» **What is needed**
Your task is to transcribe the entries below exactly, beginning with the line containing "the green stem." and ending with the final line, and to add nothing else.

Excerpts of pointing data
┄┄┄┄┄┄┄┄┄┄┄┄┄┄┄┄┄┄┄┄

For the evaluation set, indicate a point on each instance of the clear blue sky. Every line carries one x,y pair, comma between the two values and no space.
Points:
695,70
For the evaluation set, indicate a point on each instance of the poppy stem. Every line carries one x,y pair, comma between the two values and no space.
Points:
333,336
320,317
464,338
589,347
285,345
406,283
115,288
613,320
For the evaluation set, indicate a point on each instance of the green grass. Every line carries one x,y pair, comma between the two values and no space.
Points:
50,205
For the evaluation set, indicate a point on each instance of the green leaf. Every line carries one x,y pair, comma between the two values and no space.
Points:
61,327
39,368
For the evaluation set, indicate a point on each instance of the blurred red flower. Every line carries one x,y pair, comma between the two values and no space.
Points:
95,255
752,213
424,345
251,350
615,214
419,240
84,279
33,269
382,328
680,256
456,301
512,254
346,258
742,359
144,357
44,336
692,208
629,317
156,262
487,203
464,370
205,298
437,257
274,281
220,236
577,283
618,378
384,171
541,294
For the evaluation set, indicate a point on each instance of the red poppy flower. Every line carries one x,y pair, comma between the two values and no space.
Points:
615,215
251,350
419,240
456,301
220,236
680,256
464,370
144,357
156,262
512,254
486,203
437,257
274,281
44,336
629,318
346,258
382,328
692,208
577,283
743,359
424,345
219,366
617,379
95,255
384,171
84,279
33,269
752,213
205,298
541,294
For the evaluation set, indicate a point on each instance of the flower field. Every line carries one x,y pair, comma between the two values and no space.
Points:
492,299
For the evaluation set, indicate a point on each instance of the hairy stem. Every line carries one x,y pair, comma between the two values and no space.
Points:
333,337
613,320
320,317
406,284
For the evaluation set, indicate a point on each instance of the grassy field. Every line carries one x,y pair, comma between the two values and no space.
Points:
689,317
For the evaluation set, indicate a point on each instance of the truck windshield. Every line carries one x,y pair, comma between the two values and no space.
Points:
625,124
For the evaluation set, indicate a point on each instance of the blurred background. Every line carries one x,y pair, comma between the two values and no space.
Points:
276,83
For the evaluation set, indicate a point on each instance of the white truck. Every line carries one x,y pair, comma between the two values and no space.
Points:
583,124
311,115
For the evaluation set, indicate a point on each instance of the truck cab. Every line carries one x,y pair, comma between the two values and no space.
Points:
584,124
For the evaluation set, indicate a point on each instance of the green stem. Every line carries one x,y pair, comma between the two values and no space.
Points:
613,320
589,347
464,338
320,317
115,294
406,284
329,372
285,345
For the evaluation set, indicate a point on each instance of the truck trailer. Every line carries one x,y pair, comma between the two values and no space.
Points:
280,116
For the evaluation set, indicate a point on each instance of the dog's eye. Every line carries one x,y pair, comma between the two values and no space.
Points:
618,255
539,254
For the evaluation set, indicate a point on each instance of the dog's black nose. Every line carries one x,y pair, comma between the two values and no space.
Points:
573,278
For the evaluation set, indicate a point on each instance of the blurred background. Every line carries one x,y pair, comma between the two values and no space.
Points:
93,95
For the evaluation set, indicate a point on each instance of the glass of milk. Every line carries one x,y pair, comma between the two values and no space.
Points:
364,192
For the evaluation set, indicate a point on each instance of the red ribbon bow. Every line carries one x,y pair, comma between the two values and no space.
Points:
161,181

┄┄┄┄┄┄┄┄┄┄┄┄┄┄┄┄┄┄┄┄

» **Exercise result**
For the evaluation set, indicate a point on each instance of the green stem. Every line carries one x,y pair, comma between the two values and no space.
Points:
613,320
589,347
464,338
320,317
115,294
406,284
329,372
285,345
For the evaluation set, indicate a point on each instance of the truck trailer. Every line carries one x,y pair, comma between the two values and no space.
Points:
280,116
For the evaluation set, indicate a point on each instance of the dog's eye. Every line carries one x,y pair, comma between the two values and no space.
Points:
618,255
539,254
For the evaluation set, indicate a point on each instance of the dog's black nose. Every line carries one x,y pair, comma between the two values and no space.
Points:
573,278
For the evaluation set, indicate a point on each instance of the blurred background. Every line carries one x,y pair, comma between the two values and no space.
Points:
93,95
For the evaluation set, indicate a point on each instance of the glass of milk. Every line carries one x,y pair, comma between the two values and no space.
Points:
364,192
For the evaluation set, indicate a point on each instance of the red ribbon bow. Every line carries one x,y pair, comma between the two values and no space.
Points:
161,181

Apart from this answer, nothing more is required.